Data shown:

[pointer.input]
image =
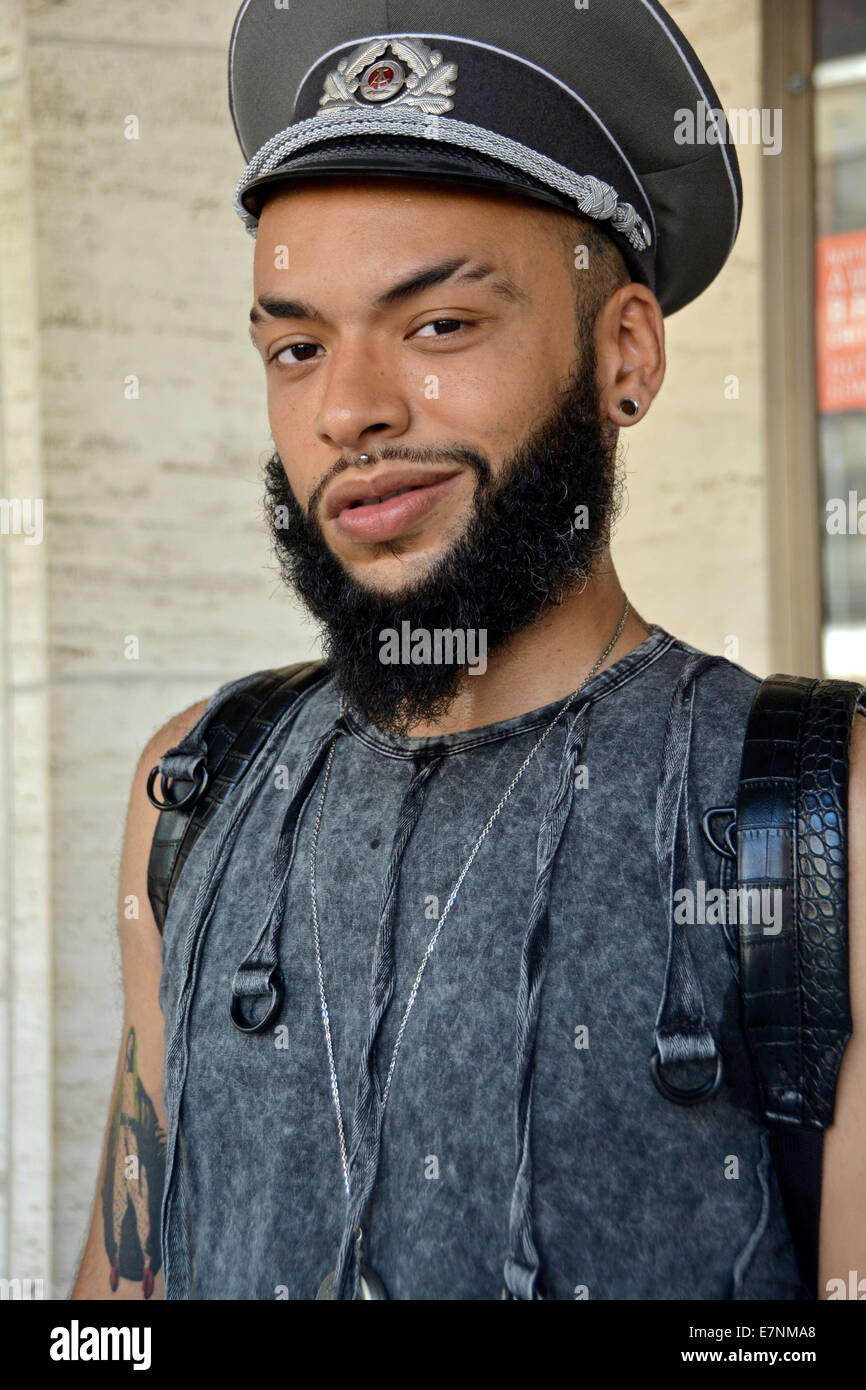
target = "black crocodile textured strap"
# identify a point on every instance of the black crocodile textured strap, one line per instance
(232, 740)
(791, 836)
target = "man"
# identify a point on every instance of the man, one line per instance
(445, 906)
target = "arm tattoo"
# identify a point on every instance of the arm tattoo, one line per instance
(132, 1186)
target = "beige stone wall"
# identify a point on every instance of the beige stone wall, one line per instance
(153, 503)
(692, 549)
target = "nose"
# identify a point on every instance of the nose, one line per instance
(362, 398)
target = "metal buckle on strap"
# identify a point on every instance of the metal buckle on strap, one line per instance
(237, 1014)
(200, 779)
(680, 1094)
(729, 848)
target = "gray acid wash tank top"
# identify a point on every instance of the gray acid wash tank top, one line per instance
(524, 1147)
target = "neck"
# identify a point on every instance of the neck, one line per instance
(548, 659)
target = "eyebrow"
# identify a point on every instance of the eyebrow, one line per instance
(420, 280)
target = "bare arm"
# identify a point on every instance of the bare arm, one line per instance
(843, 1232)
(123, 1257)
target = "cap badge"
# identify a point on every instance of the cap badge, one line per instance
(394, 71)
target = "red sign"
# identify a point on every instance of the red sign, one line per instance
(840, 321)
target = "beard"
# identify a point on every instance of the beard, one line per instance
(534, 534)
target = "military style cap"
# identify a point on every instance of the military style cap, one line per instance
(578, 107)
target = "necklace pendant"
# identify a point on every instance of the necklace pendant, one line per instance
(371, 1286)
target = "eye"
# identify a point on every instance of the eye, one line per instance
(441, 327)
(306, 349)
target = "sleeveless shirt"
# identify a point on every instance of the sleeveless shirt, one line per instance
(524, 1143)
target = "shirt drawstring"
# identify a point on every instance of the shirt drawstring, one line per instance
(681, 1029)
(367, 1119)
(523, 1262)
(177, 1253)
(257, 976)
(681, 1032)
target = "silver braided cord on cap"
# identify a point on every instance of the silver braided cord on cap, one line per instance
(592, 196)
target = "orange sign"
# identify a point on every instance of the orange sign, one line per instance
(840, 321)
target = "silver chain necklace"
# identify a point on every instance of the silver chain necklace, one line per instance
(370, 1283)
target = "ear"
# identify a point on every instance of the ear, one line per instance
(630, 353)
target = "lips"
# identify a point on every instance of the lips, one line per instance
(382, 506)
(349, 492)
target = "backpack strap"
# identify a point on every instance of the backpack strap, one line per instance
(793, 838)
(206, 766)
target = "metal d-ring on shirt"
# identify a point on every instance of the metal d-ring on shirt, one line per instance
(373, 1100)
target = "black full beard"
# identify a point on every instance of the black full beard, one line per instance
(519, 553)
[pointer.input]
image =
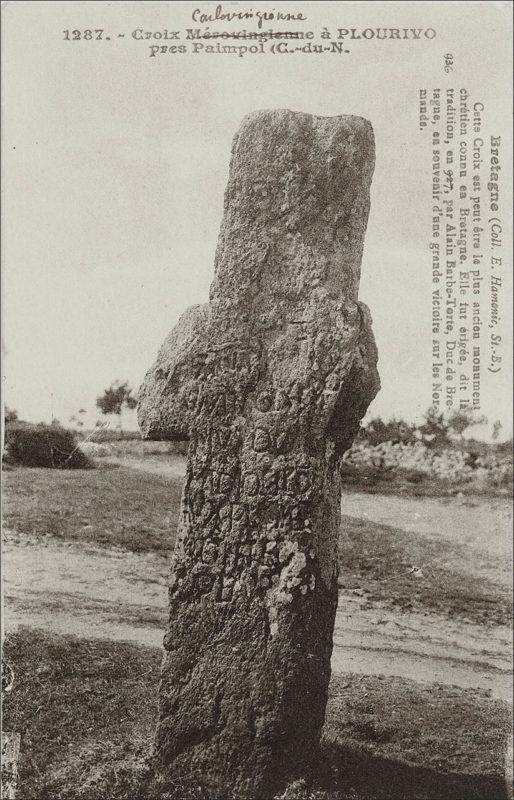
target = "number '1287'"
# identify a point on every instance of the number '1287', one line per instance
(87, 34)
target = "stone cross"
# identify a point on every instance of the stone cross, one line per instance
(268, 382)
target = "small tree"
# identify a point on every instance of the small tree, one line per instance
(114, 399)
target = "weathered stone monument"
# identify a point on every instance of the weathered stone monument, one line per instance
(268, 382)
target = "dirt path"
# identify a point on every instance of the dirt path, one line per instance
(94, 592)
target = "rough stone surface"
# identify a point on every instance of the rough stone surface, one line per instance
(268, 382)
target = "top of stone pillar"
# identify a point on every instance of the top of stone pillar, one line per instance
(297, 195)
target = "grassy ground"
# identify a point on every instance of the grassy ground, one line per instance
(86, 709)
(107, 506)
(138, 512)
(375, 559)
(86, 714)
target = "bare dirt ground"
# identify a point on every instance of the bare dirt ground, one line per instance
(106, 593)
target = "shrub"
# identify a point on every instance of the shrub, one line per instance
(43, 446)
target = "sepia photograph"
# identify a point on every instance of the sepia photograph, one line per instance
(257, 464)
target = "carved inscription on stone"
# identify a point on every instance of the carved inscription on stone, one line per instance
(268, 382)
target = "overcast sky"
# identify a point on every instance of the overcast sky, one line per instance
(115, 166)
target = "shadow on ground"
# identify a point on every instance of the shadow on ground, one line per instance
(85, 710)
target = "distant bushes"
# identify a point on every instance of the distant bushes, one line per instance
(416, 460)
(43, 446)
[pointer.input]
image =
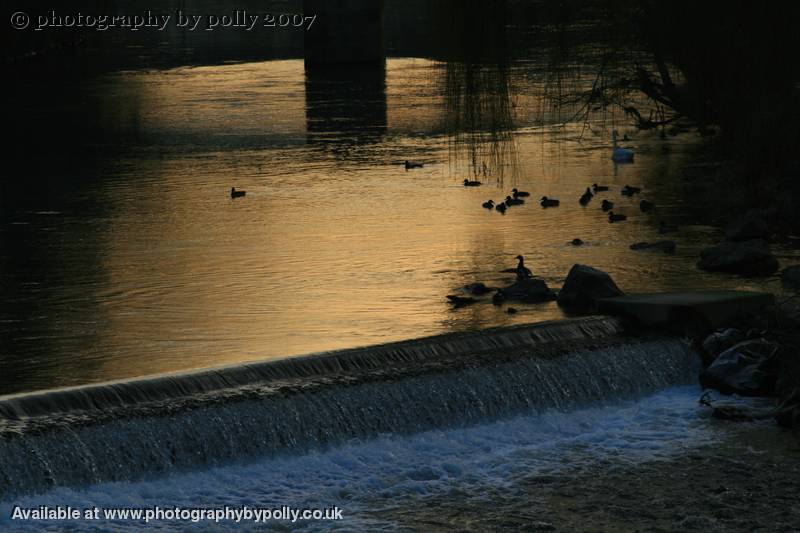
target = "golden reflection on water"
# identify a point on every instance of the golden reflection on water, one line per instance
(334, 248)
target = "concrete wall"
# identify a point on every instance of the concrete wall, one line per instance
(345, 31)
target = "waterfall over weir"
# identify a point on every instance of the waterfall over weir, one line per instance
(133, 429)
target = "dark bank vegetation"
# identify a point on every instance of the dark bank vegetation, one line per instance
(728, 69)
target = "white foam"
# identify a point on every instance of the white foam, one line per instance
(404, 470)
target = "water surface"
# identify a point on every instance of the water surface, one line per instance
(121, 262)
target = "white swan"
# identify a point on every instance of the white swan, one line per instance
(620, 155)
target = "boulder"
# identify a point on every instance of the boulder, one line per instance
(721, 340)
(668, 247)
(584, 286)
(791, 277)
(528, 290)
(748, 258)
(744, 369)
(752, 225)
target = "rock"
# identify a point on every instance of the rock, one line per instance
(787, 314)
(791, 277)
(584, 286)
(528, 290)
(744, 369)
(668, 247)
(748, 258)
(788, 414)
(750, 226)
(721, 340)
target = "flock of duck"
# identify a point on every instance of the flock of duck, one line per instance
(516, 198)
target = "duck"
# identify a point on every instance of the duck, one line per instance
(478, 288)
(646, 206)
(630, 191)
(549, 202)
(664, 227)
(460, 301)
(521, 270)
(620, 155)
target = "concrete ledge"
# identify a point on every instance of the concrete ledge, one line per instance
(695, 313)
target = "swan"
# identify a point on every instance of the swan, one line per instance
(620, 155)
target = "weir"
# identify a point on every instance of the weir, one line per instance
(139, 428)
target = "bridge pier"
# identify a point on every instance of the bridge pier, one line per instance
(344, 32)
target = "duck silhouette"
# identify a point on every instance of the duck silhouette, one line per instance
(646, 206)
(630, 191)
(549, 202)
(460, 301)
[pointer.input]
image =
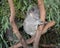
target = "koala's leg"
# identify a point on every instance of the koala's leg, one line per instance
(48, 25)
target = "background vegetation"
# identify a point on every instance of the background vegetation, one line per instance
(52, 13)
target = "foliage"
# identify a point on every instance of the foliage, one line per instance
(21, 6)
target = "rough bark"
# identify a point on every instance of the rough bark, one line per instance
(13, 24)
(29, 41)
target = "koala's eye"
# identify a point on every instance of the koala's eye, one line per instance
(32, 9)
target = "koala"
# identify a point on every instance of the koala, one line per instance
(32, 20)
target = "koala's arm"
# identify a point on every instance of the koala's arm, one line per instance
(42, 10)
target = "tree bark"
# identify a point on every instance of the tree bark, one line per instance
(13, 24)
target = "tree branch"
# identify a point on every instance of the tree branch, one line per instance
(13, 24)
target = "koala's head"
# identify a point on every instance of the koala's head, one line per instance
(34, 10)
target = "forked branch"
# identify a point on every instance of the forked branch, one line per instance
(13, 24)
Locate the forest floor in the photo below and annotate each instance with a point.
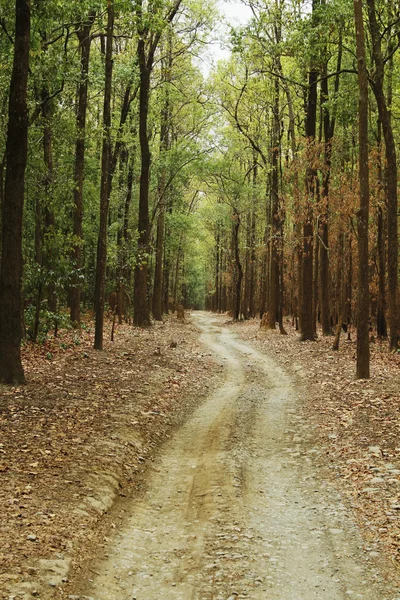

Assignment:
Make an exact copy of the records, pictures excluded.

Result of this exercise:
[pointer.input]
image =
target = "black crocodile textured strap"
# identify a point on every instance of the black crocodile textured strap, one line per instance
(232, 740)
(791, 836)
target = "man"
# identify a point on every instance of the man, one line per instance
(445, 906)
target = "arm tattoo"
# identify a point on every instance of the arm tattoo, one line per instance
(132, 1186)
target = "beige stone wall"
# identify a point on every instance of the beige stone wall, one line per instance
(153, 503)
(692, 549)
target = "nose"
# identify a point on every instance of the nose, one line per instance
(362, 398)
target = "metal buckle on strap"
# identify a point on every instance of the metal buckle on strap, one line per instance
(237, 1014)
(200, 779)
(680, 1094)
(729, 848)
target = "gray acid wash tank top"
# identify a point on every instance of the gray acid wash tank top, one line per instance
(524, 1147)
target = "neck"
# identify a point on every instance of the neck, one line per instance
(548, 659)
target = "eyebrow"
# identify a point on every instance of the eyebrow, one line per instance
(420, 280)
target = "bare arm"
# identify a point on every instance of the bare arm, one line per instance
(843, 1232)
(123, 1257)
target = "cap badge"
# identify a point on every instance of the cap badge, one line per instance
(394, 71)
target = "red sign"
# identify a point on every instance of the red sign, one line per instance
(840, 321)
target = "beard"
# identify a point on every instance of the beard, one line per instance
(534, 534)
target = "military style cap"
# identify a point on every instance of the military style cap, one line per instance
(578, 107)
target = "necklace pendant"
# identify a point on every instance of the necklace pendant, one line per instance
(371, 1286)
target = "eye"
# identify a point on every instance of the eye, one line per instance
(441, 327)
(306, 349)
target = "sleeveless shirt"
# identify a point on every instance of the sleeveless shirt, one line per instance
(524, 1143)
target = "shirt drawstring"
# identify a point on every instance of the shirt drawstring, one line per instance
(681, 1029)
(367, 1119)
(523, 1262)
(177, 1253)
(257, 976)
(681, 1032)
target = "silver braided cord on cap"
# identify a point on every instance of the silver braided cord on cap, one line per instance
(592, 196)
target = "orange sign"
# identify a point on every instance of the orange sign, one line per instance
(840, 321)
target = "silver chain necklace"
# identify a point on every instance of the silver chain necklace, one line per instance
(370, 1283)
target = "ear"
# identify a point on every instance of the ear, one line per instance
(630, 353)
target = "lips"
# identify a point on every instance of the lips, one line per instance
(382, 506)
(349, 492)
target = "backpack strap"
# identify a point on every instance of the backpack strap, one line per instance
(793, 838)
(206, 766)
target = "metal d-ring on shirt"
# identify a point on every instance of the metal d-ring on shirt, one line per instance
(373, 1100)
target = "black full beard"
# identify a point on every instance of the black full beard, one line per instance
(519, 553)
[pointer.input]
image =
target = "number '1287'"
# identify a point on every instance of the number '1287', one line per instance
(87, 34)
target = "stone cross"
# identify a point on every instance of the stone cross, one line per instance
(268, 382)
target = "small tree"
# identify a point on every instance of the small tree, one line per instance
(114, 399)
target = "weathered stone monument"
# identify a point on every instance of the weathered stone monument, one line per instance
(268, 382)
target = "dirt path"
# identify a point on every instance of the dirt path, one line per instance
(94, 592)
target = "rough stone surface"
# identify a point on every instance of the rough stone surface, one line per instance
(268, 382)
target = "top of stone pillar"
# identify a point on every instance of the top of stone pillar, one line per instance
(297, 195)
target = "grassy ground"
# identify a point on every instance of the grassy ground, one line per instance
(86, 709)
(107, 506)
(138, 512)
(375, 559)
(86, 714)
target = "bare dirt ground"
# identify a point on every instance of the bare dirt ground, one line per instance
(106, 593)
target = "shrub"
# identify a point on every instance of the shrub, one line per instance
(43, 446)
target = "sepia photograph"
# identify a point on every instance of the sepia photograph, one line per instance
(257, 464)
target = "carved inscription on stone"
# identify a point on every instance of the carved inscription on stone, one line per instance
(268, 382)
target = "overcast sky"
# identify a point on every instance of the overcast sky, one line per instance
(115, 166)
target = "shadow on ground"
# identify a point on every instance of the shadow on ground, one line per instance
(85, 710)
target = "distant bushes"
# identify a point on every instance of the distant bushes, one line per instance
(416, 460)
(43, 446)
[pointer.input]
image =
target = "golden reflection on water"
# identify a point on every instance of the golden reflection on water, one line per instance
(334, 248)
target = "concrete wall"
# identify a point on every instance of the concrete wall, one line per instance
(345, 31)
target = "waterfall over weir"
# identify a point on every instance of the waterfall over weir, one line per instance
(133, 429)
target = "dark bank vegetation"
# identify a point on every instance of the dark bank vegetation, one line per instance
(728, 69)
target = "white foam"
# identify a point on every instance of the white foam, one line per instance
(404, 470)
target = "water surface"
# identify a point on every instance of the water surface, one line per instance
(121, 262)
target = "white swan"
# identify a point on every instance of the white swan, one line per instance
(620, 155)
target = "boulder"
# identify a point on every instance of the boulder, one line per instance
(721, 340)
(668, 247)
(584, 286)
(791, 277)
(528, 290)
(748, 258)
(744, 369)
(752, 225)
target = "rock"
# identify a point on every instance of the rock, one line per instance
(787, 314)
(791, 277)
(584, 286)
(528, 290)
(744, 369)
(668, 247)
(748, 258)
(788, 414)
(750, 226)
(721, 340)
target = "flock of duck"
# identify a point on every instance of the flock of duck, one line per instance
(516, 198)
target = "duck"
# identify a point on every instance of the duck, one line per instance
(478, 288)
(646, 206)
(630, 191)
(549, 202)
(664, 227)
(460, 301)
(521, 270)
(620, 155)
target = "concrete ledge"
# identify a point on every instance of the concrete ledge, one line per instance
(695, 313)
target = "swan"
# identify a point on every instance of the swan, one line per instance
(620, 155)
target = "weir"
# identify a point on every instance of the weir, one line per instance
(139, 428)
target = "bridge pier"
# identify a point on every instance of the bridge pier, one line per instance
(344, 32)
target = "duck silhouette"
# identify a point on every instance of the duck silhouette, one line per instance
(646, 206)
(630, 191)
(549, 202)
(460, 301)
[pointer.input]
image =
target = "koala's leg"
# identify a point on every instance of the koala's leg, one line per instance
(48, 25)
target = "background vegetation"
# identify a point on every instance of the background vegetation, one line per instance
(52, 13)
target = "foliage"
# identify a point on every instance of the foliage, one line per instance
(21, 6)
target = "rough bark"
# identify a point on every instance of the rough bark, one line per instance
(13, 24)
(29, 41)
target = "koala's eye"
# identify a point on every instance of the koala's eye, one line per instance
(32, 9)
target = "koala"
# identify a point on every instance of the koala, one line per instance
(32, 20)
target = "koala's arm"
# identify a point on every instance of the koala's arm, one line per instance
(42, 10)
target = "tree bark"
# identify a point on every instance of the tree bark, one line per instance
(13, 24)
target = "tree branch"
# identify a point on every instance of the tree branch, one line per instance
(13, 24)
target = "koala's head"
# identify a point on every instance of the koala's head, one line per instance
(34, 10)
target = "forked branch"
# identify a point on every instance of the forked branch, one line per instance
(13, 24)
Locate the forest floor in the photo below and annotate each instance with a point.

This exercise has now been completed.